## Exercise requirements
[1] According to the Martha Graham obituary, how many days did her troupe's tour of the Far East last?
[2] Reproduce the Martha Graham obituary from "Yet ultimately her" to "of classical ballet.", changing "classical ballet" to "academic ballet".

─── Study text

NEW YORK -- Martha Graham, a revolutionary in the arts of this century and the American dancer and choreographer whose name became synonymous with modern dance, died yesterday in her home in Manhattan. She was 96.
Miss Graham died of cardiac arrest after being treated for two months for pneumonia, said Ron Protas, general director of the Martha Graham Dance Company.
Miss Graham had become ill in December after a 55-day tour of the Far East with her troupe. She entered the hospital on Jan. 15 and returned home on March 20.
Frequently ranked with Picasso, Stravinsky and James Joyce for developing a form of expression that broke the traditional mold, Miss Graham was initially acclaimed as a great dancer.
Yet ultimately her genius -- universally recognized as she became the most honored figure in American dance -- was embodied in her choreographic masterworks and her invention of a new and codified dance language.
The Graham technique, which is now used by dance companies throughout the world, became the first enduring alternative to the idiom of classical ballet.

──────
─── Provided material

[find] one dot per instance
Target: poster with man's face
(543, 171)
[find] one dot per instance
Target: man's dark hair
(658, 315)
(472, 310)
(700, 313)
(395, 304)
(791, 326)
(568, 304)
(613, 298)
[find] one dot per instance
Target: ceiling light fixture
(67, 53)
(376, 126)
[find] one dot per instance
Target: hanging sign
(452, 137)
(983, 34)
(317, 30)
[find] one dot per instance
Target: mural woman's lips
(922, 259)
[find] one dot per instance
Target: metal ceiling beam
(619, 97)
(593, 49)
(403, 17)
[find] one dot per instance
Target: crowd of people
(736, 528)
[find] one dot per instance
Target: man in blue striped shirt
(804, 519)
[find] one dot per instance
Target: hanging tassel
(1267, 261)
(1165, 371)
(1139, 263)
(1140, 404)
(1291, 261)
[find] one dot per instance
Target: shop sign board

──────

## Responses by task
[1] 55 days

[2]
Yet ultimately her genius -- universally recognized as she became the most honored figure in American dance -- was embodied in her choreographic masterworks and her invention of a new and codified dance language.
The Graham technique, which is now used by dance companies throughout the world, became the first enduring alternative to the idiom of academic ballet.